Short task. Render the lines below, from the line containing "- **Locate**: the ceiling lamp" through the line containing "xmin=146 ymin=0 xmax=234 ymax=60", as a Markdown table with the columns Number and Line. Give each line its own number and omit any blank lines.

━━ Entries shown ━━

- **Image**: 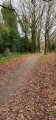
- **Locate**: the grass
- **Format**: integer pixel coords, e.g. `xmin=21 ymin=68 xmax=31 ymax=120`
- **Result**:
xmin=0 ymin=52 xmax=27 ymax=64
xmin=0 ymin=57 xmax=11 ymax=64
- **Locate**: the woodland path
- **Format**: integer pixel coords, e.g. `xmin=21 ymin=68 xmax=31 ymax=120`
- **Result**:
xmin=0 ymin=53 xmax=56 ymax=120
xmin=0 ymin=54 xmax=42 ymax=104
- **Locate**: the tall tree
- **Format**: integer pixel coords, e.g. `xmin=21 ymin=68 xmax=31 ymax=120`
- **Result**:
xmin=1 ymin=1 xmax=18 ymax=48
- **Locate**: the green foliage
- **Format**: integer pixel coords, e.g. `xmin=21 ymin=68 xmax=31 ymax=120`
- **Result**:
xmin=1 ymin=4 xmax=18 ymax=49
xmin=0 ymin=25 xmax=10 ymax=52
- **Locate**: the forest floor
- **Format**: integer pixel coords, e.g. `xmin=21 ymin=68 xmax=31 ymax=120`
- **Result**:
xmin=0 ymin=53 xmax=56 ymax=120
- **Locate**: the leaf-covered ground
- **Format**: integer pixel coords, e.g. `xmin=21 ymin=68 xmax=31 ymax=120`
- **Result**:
xmin=0 ymin=53 xmax=56 ymax=120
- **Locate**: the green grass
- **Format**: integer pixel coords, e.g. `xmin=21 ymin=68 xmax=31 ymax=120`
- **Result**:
xmin=0 ymin=52 xmax=27 ymax=64
xmin=0 ymin=57 xmax=11 ymax=64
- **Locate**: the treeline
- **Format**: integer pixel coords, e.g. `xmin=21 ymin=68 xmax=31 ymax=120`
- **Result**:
xmin=0 ymin=0 xmax=56 ymax=54
xmin=0 ymin=4 xmax=31 ymax=53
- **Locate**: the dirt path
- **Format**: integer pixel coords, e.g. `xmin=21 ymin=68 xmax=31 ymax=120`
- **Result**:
xmin=0 ymin=53 xmax=56 ymax=120
xmin=0 ymin=54 xmax=41 ymax=105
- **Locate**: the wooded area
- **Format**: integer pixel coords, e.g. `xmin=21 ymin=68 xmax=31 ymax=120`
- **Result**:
xmin=0 ymin=0 xmax=56 ymax=120
xmin=0 ymin=0 xmax=56 ymax=54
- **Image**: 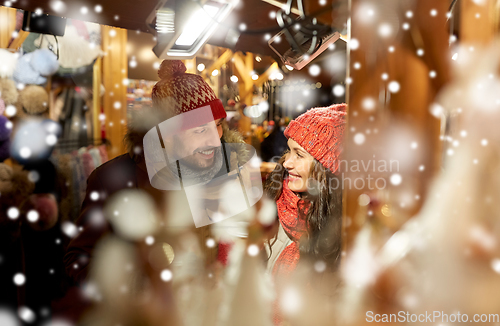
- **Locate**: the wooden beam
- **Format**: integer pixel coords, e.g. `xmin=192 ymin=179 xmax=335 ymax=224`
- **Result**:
xmin=255 ymin=62 xmax=279 ymax=87
xmin=234 ymin=53 xmax=254 ymax=105
xmin=102 ymin=26 xmax=128 ymax=159
xmin=458 ymin=0 xmax=499 ymax=45
xmin=203 ymin=49 xmax=233 ymax=78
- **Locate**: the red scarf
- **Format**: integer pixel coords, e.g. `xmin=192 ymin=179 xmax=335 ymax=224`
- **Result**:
xmin=273 ymin=178 xmax=309 ymax=325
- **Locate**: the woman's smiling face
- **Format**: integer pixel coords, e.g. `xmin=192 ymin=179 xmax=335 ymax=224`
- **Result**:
xmin=283 ymin=138 xmax=314 ymax=192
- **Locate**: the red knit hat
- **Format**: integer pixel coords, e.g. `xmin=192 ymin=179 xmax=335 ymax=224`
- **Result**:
xmin=152 ymin=60 xmax=227 ymax=129
xmin=285 ymin=104 xmax=347 ymax=173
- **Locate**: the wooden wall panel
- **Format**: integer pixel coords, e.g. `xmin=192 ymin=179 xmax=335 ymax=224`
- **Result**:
xmin=102 ymin=26 xmax=128 ymax=159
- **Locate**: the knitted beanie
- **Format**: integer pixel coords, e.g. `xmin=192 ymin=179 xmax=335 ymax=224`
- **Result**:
xmin=285 ymin=104 xmax=347 ymax=173
xmin=152 ymin=60 xmax=227 ymax=130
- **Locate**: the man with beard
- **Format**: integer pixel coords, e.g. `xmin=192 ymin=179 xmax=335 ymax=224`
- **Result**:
xmin=58 ymin=60 xmax=248 ymax=320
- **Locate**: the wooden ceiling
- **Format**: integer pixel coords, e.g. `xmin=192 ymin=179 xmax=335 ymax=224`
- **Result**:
xmin=7 ymin=0 xmax=347 ymax=57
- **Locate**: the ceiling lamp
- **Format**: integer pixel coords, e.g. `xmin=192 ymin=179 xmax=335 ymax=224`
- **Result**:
xmin=147 ymin=0 xmax=233 ymax=60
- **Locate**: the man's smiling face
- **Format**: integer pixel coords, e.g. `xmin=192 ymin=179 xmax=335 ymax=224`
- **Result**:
xmin=165 ymin=119 xmax=224 ymax=170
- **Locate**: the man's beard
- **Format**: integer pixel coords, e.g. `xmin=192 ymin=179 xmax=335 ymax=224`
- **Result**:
xmin=168 ymin=147 xmax=223 ymax=187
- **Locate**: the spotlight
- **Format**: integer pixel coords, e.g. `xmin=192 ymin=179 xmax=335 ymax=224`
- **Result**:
xmin=146 ymin=0 xmax=234 ymax=60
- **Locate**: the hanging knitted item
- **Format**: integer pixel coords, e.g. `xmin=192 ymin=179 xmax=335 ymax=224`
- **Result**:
xmin=273 ymin=178 xmax=309 ymax=325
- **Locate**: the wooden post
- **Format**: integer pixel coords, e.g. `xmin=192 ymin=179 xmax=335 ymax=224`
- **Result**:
xmin=92 ymin=57 xmax=102 ymax=145
xmin=0 ymin=6 xmax=17 ymax=48
xmin=102 ymin=26 xmax=128 ymax=159
xmin=345 ymin=0 xmax=452 ymax=247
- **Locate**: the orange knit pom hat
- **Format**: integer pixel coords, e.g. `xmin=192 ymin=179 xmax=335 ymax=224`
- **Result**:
xmin=285 ymin=104 xmax=347 ymax=173
xmin=151 ymin=60 xmax=227 ymax=129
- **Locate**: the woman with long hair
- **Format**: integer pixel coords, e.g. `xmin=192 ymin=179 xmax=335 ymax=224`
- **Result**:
xmin=265 ymin=104 xmax=346 ymax=324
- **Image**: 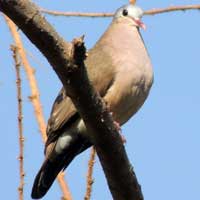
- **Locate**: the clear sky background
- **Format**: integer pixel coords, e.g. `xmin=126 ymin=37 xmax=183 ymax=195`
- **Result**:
xmin=0 ymin=0 xmax=200 ymax=200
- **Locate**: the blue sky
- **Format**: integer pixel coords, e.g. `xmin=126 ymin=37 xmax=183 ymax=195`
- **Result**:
xmin=0 ymin=0 xmax=200 ymax=200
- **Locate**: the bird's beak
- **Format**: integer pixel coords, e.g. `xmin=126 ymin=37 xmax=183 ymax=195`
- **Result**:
xmin=133 ymin=18 xmax=146 ymax=30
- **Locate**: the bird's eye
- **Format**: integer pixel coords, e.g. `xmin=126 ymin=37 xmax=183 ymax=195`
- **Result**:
xmin=122 ymin=9 xmax=128 ymax=16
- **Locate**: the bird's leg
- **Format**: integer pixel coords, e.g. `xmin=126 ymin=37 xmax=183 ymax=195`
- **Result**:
xmin=110 ymin=112 xmax=126 ymax=143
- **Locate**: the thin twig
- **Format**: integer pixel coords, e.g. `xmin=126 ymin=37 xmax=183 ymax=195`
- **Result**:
xmin=40 ymin=4 xmax=200 ymax=17
xmin=145 ymin=4 xmax=200 ymax=15
xmin=4 ymin=15 xmax=72 ymax=200
xmin=40 ymin=8 xmax=113 ymax=17
xmin=84 ymin=147 xmax=96 ymax=200
xmin=11 ymin=45 xmax=25 ymax=200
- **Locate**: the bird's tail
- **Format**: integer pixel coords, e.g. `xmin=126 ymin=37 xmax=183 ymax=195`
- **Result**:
xmin=31 ymin=155 xmax=72 ymax=199
xmin=31 ymin=136 xmax=91 ymax=199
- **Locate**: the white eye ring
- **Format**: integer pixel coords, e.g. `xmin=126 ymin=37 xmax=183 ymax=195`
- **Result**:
xmin=122 ymin=9 xmax=128 ymax=16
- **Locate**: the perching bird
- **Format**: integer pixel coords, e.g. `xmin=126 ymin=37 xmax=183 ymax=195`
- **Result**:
xmin=32 ymin=5 xmax=153 ymax=199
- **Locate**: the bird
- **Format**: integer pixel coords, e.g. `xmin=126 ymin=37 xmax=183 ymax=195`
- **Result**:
xmin=31 ymin=4 xmax=153 ymax=199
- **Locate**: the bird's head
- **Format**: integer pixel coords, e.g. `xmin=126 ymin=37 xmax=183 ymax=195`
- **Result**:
xmin=113 ymin=4 xmax=146 ymax=29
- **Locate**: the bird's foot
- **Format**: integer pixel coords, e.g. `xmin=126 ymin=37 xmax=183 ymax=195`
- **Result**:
xmin=114 ymin=121 xmax=126 ymax=144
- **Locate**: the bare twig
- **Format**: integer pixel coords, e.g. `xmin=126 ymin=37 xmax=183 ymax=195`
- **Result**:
xmin=84 ymin=147 xmax=96 ymax=200
xmin=145 ymin=4 xmax=200 ymax=15
xmin=0 ymin=0 xmax=143 ymax=200
xmin=4 ymin=15 xmax=72 ymax=200
xmin=129 ymin=0 xmax=136 ymax=4
xmin=11 ymin=45 xmax=25 ymax=200
xmin=40 ymin=8 xmax=113 ymax=17
xmin=40 ymin=4 xmax=200 ymax=17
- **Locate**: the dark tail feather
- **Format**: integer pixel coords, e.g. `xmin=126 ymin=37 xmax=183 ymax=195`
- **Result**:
xmin=31 ymin=157 xmax=74 ymax=199
xmin=31 ymin=136 xmax=91 ymax=199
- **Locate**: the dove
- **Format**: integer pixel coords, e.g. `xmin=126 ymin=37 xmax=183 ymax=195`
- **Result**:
xmin=31 ymin=4 xmax=153 ymax=199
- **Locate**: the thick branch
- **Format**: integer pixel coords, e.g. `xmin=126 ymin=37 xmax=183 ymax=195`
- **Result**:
xmin=40 ymin=4 xmax=200 ymax=17
xmin=4 ymin=15 xmax=72 ymax=200
xmin=0 ymin=0 xmax=143 ymax=200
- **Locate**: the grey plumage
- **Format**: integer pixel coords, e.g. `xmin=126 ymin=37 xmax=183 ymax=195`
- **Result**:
xmin=32 ymin=5 xmax=153 ymax=199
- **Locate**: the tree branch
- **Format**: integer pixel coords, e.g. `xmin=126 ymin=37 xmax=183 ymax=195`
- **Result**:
xmin=0 ymin=0 xmax=143 ymax=200
xmin=11 ymin=45 xmax=25 ymax=200
xmin=84 ymin=147 xmax=96 ymax=200
xmin=4 ymin=15 xmax=72 ymax=200
xmin=40 ymin=4 xmax=200 ymax=17
xmin=145 ymin=4 xmax=200 ymax=15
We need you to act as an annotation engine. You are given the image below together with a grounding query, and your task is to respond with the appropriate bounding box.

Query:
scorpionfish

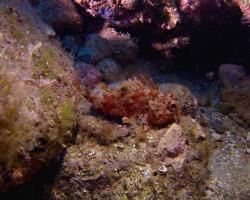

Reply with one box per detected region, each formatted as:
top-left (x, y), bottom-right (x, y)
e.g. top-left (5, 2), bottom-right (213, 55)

top-left (86, 75), bottom-right (180, 125)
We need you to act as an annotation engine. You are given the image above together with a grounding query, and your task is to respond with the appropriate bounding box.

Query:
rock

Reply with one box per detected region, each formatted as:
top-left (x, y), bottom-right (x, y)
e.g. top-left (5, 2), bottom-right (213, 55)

top-left (247, 132), bottom-right (250, 142)
top-left (74, 0), bottom-right (242, 63)
top-left (180, 116), bottom-right (207, 142)
top-left (206, 127), bottom-right (250, 199)
top-left (121, 0), bottom-right (138, 10)
top-left (211, 132), bottom-right (222, 141)
top-left (48, 117), bottom-right (207, 200)
top-left (157, 124), bottom-right (187, 171)
top-left (99, 27), bottom-right (138, 64)
top-left (96, 58), bottom-right (121, 83)
top-left (77, 34), bottom-right (113, 64)
top-left (160, 83), bottom-right (198, 115)
top-left (0, 1), bottom-right (85, 191)
top-left (75, 62), bottom-right (102, 88)
top-left (61, 35), bottom-right (80, 55)
top-left (197, 107), bottom-right (233, 134)
top-left (246, 148), bottom-right (250, 154)
top-left (81, 116), bottom-right (130, 144)
top-left (37, 0), bottom-right (83, 34)
top-left (219, 64), bottom-right (250, 124)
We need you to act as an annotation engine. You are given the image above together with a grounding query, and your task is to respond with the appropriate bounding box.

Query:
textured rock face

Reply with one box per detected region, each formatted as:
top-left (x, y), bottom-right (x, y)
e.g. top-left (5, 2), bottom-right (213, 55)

top-left (96, 58), bottom-right (121, 83)
top-left (99, 28), bottom-right (138, 64)
top-left (77, 34), bottom-right (113, 64)
top-left (75, 0), bottom-right (241, 58)
top-left (48, 117), bottom-right (207, 200)
top-left (37, 0), bottom-right (83, 33)
top-left (157, 124), bottom-right (188, 171)
top-left (219, 64), bottom-right (250, 124)
top-left (0, 1), bottom-right (85, 190)
top-left (160, 83), bottom-right (198, 115)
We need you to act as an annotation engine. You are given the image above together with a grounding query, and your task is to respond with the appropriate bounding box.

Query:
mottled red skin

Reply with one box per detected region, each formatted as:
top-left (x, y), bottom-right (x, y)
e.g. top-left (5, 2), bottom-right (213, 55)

top-left (86, 76), bottom-right (179, 125)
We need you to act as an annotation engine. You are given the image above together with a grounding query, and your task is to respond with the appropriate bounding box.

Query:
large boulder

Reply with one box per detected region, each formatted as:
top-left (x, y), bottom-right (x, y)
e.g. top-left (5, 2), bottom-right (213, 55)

top-left (48, 117), bottom-right (208, 200)
top-left (219, 64), bottom-right (250, 124)
top-left (0, 1), bottom-right (85, 191)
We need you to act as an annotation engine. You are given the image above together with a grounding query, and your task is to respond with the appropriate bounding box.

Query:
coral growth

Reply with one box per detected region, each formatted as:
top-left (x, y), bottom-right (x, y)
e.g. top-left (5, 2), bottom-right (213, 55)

top-left (87, 75), bottom-right (179, 125)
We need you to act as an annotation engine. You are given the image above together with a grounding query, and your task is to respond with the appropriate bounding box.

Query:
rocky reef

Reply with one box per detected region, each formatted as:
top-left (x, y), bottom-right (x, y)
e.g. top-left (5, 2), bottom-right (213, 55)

top-left (0, 2), bottom-right (88, 190)
top-left (0, 0), bottom-right (250, 200)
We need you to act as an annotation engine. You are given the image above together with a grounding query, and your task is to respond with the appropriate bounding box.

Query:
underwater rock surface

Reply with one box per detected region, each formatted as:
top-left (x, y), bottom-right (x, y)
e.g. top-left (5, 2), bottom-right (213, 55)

top-left (0, 0), bottom-right (250, 200)
top-left (0, 1), bottom-right (87, 190)
top-left (48, 118), bottom-right (208, 200)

━━━

Response below.
| Number | Line |
|---|---|
| 1 | - **Locate**: the ceiling lamp |
| 2 | - **Format**: integer pixel coords, e.g. `xmin=192 ymin=179 xmax=335 ymax=224` |
| 3 | - **Result**: |
| 4 | xmin=147 ymin=0 xmax=233 ymax=60 |
| 5 | - **Locate**: the man's smiling face |
| 6 | - **Format**: integer pixel coords, e.g. `xmin=192 ymin=179 xmax=335 ymax=224` |
| 7 | - **Result**: |
| 8 | xmin=165 ymin=119 xmax=224 ymax=170 |
| 9 | - **Locate**: the man's beard |
| 10 | - **Format**: integer pixel coords, e.g. `xmin=192 ymin=179 xmax=335 ymax=224` |
| 11 | - **Result**: |
| 12 | xmin=168 ymin=147 xmax=223 ymax=187 |
| 13 | - **Locate**: the spotlight |
| 14 | - **Format**: integer pixel coords, e.g. `xmin=192 ymin=179 xmax=335 ymax=224` |
| 15 | - **Result**: |
| 16 | xmin=146 ymin=0 xmax=234 ymax=60 |